Goal:
Starting at the line that has "For the benchmark, mark every instance of the arcade" and stopping after the line that has "[[274, 126]]", reproduce only those lines, substituting "row of arches" for "arcade of arches" and leaving everything else unchanged.

(Portion of a data file)
+++++

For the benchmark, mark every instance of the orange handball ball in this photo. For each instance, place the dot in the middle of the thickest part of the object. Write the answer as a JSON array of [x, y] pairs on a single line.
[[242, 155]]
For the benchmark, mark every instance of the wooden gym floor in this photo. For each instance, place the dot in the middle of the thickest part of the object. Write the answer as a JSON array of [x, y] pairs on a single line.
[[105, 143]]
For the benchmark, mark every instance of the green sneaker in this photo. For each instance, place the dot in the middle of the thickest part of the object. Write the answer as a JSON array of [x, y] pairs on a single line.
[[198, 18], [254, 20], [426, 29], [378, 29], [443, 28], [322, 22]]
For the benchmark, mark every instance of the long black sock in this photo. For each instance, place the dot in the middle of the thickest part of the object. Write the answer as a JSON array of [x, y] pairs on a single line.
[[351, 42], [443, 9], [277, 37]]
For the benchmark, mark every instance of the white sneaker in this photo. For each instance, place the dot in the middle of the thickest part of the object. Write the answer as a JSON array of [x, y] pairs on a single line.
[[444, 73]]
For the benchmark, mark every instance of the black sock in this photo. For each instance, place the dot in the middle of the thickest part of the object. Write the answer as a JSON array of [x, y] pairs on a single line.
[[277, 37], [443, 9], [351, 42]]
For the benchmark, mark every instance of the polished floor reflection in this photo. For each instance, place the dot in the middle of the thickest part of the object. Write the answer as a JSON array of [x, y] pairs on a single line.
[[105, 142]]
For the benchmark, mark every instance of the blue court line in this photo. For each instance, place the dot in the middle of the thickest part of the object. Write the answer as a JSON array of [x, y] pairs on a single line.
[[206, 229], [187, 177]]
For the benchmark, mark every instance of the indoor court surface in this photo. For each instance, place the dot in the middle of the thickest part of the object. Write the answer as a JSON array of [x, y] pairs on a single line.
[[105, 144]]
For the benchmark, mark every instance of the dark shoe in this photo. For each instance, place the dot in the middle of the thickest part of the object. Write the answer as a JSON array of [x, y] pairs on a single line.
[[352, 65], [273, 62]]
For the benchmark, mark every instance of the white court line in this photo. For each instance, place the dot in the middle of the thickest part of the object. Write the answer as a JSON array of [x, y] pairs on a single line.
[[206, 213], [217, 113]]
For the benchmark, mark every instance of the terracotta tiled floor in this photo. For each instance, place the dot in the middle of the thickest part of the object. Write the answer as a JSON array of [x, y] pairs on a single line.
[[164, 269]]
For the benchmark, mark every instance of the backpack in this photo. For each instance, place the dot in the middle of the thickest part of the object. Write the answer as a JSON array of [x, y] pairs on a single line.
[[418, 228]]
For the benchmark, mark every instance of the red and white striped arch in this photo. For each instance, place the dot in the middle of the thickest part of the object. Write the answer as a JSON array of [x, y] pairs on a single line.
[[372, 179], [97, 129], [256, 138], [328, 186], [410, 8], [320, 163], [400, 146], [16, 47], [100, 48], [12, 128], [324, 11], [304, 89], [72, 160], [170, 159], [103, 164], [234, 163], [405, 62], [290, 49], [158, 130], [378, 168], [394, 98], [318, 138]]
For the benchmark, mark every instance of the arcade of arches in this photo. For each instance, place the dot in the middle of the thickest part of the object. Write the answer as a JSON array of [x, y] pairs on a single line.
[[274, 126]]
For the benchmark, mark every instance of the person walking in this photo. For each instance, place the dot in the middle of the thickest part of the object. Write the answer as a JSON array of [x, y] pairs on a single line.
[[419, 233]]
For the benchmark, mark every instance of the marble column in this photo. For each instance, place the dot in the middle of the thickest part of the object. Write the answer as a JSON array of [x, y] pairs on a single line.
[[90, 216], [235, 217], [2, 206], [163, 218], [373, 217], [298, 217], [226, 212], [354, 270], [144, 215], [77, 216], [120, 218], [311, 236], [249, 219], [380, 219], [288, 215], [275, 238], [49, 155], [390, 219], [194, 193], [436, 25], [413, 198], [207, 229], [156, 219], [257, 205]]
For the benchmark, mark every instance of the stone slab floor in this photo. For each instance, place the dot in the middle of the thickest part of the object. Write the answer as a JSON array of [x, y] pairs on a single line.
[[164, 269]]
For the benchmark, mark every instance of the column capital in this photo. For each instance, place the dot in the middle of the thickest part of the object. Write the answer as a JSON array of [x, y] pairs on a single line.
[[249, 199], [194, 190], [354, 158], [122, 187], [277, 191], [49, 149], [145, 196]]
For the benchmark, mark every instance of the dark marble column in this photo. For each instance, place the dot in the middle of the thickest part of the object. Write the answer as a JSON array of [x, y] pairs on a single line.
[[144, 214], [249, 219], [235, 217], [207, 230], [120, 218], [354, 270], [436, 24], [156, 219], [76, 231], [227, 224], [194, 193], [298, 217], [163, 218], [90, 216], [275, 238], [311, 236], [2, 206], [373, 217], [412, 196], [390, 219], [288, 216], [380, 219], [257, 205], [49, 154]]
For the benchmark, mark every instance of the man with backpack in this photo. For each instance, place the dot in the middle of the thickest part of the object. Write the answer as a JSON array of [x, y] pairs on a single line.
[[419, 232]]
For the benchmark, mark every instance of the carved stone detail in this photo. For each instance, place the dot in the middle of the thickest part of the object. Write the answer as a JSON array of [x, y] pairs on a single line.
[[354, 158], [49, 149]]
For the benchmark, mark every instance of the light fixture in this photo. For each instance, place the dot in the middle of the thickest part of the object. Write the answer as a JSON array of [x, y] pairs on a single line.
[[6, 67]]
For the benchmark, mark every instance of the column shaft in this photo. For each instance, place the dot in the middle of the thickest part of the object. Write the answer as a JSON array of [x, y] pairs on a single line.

+++++

Solution for this exercise:
For the benchmark, mark every instance of the row of arches in this photo. For each instance, place the dot in the middle of the thickest part of the object. Write the answer as a JSON array of [x, y] pairs on a single line.
[[274, 126]]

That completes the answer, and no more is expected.